* **What you are asked to do**:
Pick out every line below that contains the word "wheel", and copy each of those lines in full. Treat uppercase and lowercase as different.

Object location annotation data

▬▬▬▬▬▬

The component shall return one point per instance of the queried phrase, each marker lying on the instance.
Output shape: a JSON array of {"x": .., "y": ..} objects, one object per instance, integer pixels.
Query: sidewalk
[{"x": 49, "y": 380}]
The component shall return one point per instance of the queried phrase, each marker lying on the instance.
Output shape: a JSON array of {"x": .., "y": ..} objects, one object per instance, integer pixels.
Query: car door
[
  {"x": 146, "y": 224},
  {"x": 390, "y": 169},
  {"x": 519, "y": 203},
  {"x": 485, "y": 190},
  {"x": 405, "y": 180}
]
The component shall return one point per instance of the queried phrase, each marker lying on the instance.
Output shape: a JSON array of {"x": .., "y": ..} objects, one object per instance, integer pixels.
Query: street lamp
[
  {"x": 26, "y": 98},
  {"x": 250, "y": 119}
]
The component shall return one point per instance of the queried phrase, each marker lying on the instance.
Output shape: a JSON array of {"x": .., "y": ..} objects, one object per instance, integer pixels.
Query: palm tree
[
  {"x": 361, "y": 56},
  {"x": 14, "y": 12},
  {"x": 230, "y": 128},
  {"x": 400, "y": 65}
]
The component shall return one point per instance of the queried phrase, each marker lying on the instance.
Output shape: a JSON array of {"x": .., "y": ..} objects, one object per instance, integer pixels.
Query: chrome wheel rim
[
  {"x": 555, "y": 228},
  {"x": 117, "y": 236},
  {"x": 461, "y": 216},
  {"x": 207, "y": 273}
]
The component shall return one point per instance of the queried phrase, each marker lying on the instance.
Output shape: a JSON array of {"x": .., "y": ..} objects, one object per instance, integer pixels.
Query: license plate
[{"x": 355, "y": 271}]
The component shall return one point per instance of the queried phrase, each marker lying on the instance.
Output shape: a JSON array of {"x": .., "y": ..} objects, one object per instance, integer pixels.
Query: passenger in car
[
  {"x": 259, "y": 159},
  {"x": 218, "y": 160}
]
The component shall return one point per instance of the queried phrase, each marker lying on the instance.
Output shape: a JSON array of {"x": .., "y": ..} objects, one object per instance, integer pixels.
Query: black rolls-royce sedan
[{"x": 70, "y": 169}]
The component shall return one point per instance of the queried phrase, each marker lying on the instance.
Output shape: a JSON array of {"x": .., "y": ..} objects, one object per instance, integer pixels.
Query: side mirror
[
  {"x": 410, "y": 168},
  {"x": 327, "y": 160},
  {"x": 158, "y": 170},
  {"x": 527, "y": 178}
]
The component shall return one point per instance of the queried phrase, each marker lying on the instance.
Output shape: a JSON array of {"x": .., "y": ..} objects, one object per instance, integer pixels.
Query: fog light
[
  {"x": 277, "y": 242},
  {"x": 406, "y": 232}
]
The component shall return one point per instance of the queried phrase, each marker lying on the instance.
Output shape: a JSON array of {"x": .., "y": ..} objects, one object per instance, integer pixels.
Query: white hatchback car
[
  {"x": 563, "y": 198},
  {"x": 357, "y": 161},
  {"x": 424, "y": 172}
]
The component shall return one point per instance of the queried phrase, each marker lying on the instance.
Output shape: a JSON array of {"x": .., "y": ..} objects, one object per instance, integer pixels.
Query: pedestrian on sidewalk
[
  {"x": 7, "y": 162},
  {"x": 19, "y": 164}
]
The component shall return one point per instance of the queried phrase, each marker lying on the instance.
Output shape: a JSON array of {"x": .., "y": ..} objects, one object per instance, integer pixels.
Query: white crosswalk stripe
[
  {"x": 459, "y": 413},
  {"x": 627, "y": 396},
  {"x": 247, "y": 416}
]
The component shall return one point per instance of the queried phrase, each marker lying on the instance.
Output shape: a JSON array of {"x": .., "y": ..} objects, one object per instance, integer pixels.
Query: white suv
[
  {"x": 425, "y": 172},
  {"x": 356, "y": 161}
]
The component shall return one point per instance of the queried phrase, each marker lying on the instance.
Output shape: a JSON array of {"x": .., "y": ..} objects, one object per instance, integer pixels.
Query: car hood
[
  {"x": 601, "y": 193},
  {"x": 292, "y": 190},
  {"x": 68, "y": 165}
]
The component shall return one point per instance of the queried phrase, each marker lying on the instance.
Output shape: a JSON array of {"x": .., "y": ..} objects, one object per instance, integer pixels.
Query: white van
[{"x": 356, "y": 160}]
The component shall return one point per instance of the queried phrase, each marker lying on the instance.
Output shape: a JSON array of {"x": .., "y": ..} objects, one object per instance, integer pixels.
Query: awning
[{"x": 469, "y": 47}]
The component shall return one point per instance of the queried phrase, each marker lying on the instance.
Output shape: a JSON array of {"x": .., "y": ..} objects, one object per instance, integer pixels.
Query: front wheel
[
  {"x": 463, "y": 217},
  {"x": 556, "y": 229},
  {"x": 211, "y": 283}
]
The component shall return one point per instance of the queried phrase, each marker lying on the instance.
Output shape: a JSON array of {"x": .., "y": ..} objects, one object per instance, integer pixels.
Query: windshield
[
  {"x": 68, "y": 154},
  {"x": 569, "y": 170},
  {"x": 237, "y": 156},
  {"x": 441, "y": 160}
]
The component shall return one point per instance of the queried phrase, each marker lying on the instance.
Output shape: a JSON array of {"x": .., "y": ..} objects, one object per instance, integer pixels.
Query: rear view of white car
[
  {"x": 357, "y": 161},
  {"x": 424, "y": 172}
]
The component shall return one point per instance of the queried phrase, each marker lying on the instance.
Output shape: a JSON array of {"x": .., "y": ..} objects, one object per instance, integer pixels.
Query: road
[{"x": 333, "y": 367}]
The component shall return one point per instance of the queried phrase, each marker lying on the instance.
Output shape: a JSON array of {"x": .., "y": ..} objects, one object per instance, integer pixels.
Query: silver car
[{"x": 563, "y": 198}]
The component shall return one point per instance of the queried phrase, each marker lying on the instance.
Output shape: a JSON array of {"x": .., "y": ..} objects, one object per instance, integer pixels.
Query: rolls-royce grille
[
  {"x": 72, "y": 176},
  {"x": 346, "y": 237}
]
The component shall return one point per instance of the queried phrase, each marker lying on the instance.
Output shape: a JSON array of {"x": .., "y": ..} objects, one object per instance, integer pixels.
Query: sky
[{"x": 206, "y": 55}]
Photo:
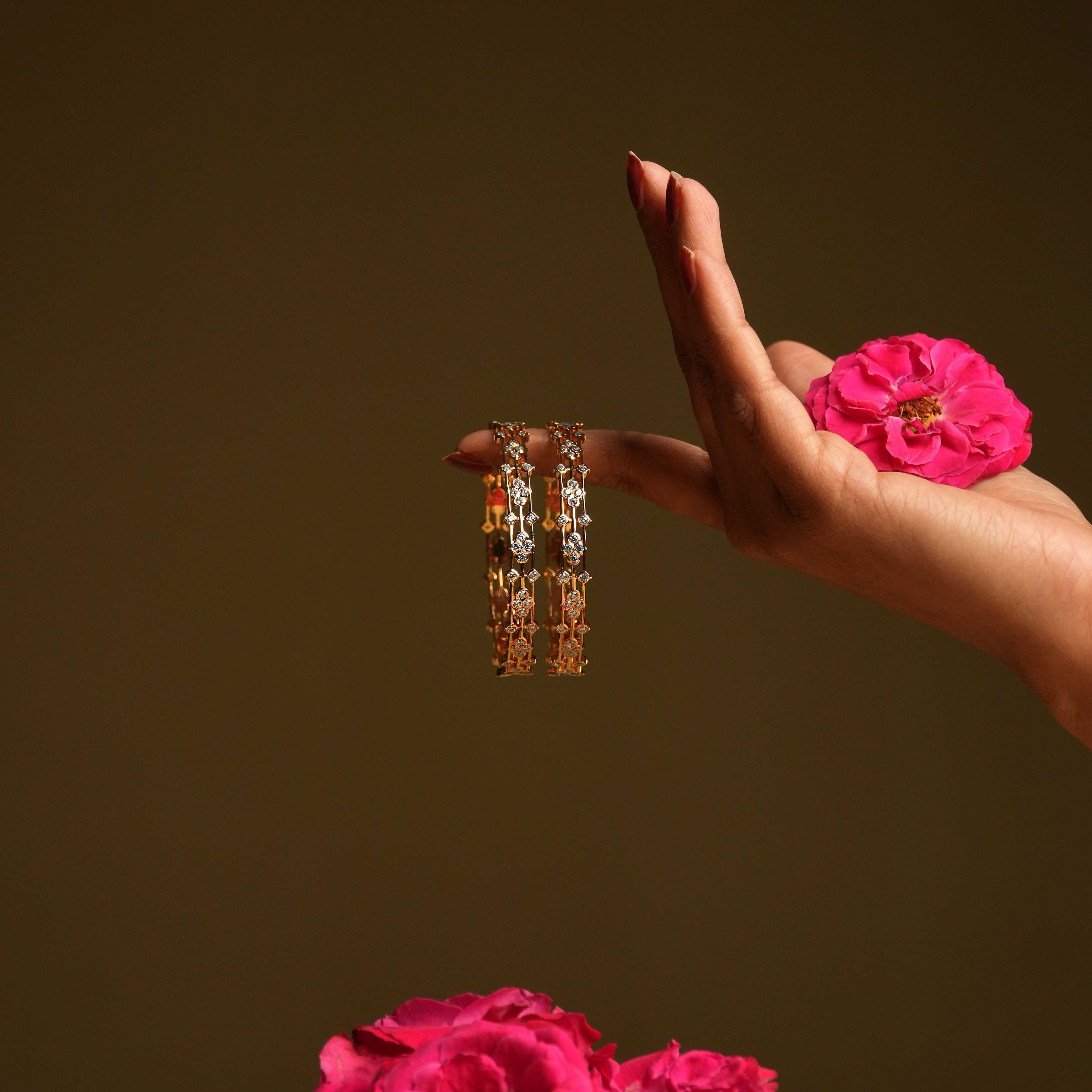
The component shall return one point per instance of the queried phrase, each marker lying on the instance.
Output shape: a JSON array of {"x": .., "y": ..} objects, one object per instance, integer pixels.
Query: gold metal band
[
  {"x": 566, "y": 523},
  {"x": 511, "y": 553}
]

▬▬▬▬▬▬

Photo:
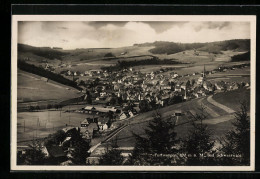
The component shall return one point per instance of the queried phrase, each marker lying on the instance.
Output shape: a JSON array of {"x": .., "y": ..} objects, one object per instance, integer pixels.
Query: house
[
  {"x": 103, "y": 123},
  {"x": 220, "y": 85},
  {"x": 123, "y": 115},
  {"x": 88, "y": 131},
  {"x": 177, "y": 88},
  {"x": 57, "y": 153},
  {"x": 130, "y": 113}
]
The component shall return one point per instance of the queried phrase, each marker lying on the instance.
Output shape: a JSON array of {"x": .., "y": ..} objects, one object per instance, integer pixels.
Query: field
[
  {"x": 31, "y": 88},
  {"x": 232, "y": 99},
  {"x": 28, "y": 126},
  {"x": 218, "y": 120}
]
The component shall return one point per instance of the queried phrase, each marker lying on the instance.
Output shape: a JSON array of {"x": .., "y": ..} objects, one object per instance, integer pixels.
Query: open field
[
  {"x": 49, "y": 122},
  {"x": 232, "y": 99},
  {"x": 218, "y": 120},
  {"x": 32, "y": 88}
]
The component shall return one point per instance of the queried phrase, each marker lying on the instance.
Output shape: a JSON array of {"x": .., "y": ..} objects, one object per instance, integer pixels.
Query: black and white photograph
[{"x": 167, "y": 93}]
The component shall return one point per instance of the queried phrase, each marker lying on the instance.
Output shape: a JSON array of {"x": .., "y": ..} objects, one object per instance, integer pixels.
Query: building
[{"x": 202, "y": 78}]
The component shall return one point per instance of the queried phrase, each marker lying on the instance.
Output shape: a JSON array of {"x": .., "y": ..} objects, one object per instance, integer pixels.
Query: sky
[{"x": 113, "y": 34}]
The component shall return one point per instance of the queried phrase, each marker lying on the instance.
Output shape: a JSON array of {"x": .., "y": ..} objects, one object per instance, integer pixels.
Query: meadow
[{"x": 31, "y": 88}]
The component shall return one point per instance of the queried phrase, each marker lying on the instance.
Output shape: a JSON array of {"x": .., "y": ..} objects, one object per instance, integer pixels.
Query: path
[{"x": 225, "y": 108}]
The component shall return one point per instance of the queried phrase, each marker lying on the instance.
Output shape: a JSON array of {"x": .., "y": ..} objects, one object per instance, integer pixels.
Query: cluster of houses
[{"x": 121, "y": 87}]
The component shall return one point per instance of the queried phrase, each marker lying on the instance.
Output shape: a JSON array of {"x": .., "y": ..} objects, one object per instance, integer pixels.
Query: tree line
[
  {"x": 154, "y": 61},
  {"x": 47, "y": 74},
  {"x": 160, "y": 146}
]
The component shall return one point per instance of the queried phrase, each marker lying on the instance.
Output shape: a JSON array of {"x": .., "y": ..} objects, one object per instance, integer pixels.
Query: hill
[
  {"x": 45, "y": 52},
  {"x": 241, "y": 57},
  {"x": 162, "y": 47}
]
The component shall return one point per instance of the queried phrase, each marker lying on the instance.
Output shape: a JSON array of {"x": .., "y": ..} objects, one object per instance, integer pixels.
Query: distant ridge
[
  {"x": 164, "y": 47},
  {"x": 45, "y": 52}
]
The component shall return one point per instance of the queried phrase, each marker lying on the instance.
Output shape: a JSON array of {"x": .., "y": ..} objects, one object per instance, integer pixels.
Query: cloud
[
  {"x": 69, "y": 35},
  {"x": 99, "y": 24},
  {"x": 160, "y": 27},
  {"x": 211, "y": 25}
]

▬▬▬▬▬▬

* **Final result**:
Query: chrome wheel rim
Query: front wheel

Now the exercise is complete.